__EXTRACTED TEXT__.
────────────────────

1.3.1a reference to the Transaction includes any revised and increased value Scheme or Offer which may be made by the Offeror, or a subsidiary of it, from time to time, irrespective of how the improved offer is to be implemented and, for the avoidance of doubt, this Undertaking will continue to be binding in respect of the Shares (as defined below) in respect of any improved or revised offer;

 

1.3.2capitalised words and phrases not defined in this Undertaking shall have the meaning given to them in the Scheme Document;

 

1.3.3the ejusdem generis principle of construction shall not apply to this Undertaking. Any phrase introduced by the terms "other", "including", "include" and "in particular" or any similar expression shall be construed as illustrative and shall not limit the sense of the words following or preceding those terms;

 

1.3.4a reference to a person having an "interest in shares" (or similar) has the meaning given in the Takeover Code; and

 

1.3.5a reference to any meeting includes any adjournment or postponement of that meeting.

────────────────────

__SOURCE DATA__.

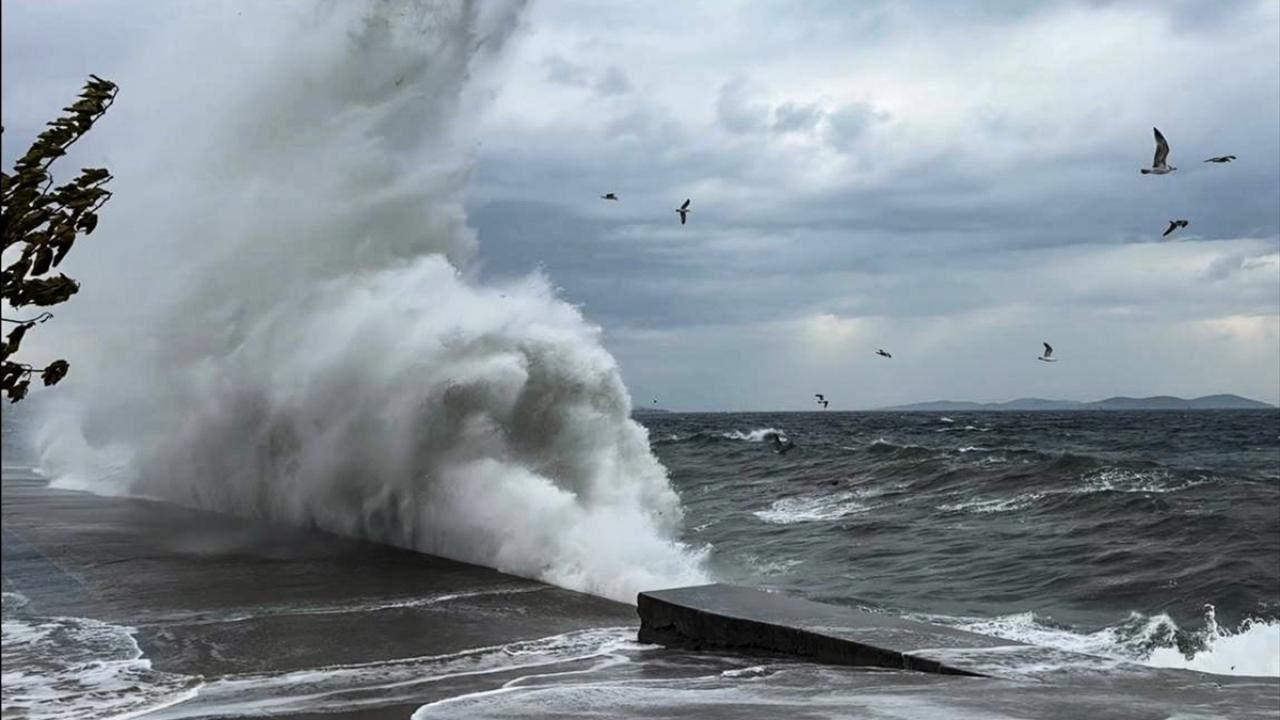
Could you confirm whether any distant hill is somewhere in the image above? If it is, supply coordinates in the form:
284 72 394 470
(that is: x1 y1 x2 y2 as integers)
877 395 1275 413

────────────────────

__DIRECTION__. List every term that clause 1.3.3 of the interpretation clauses names as introducing a phrase to be read as illustrative.

__ANSWER TO THIS EXERCISE__. "other", "including", "include", "in particular"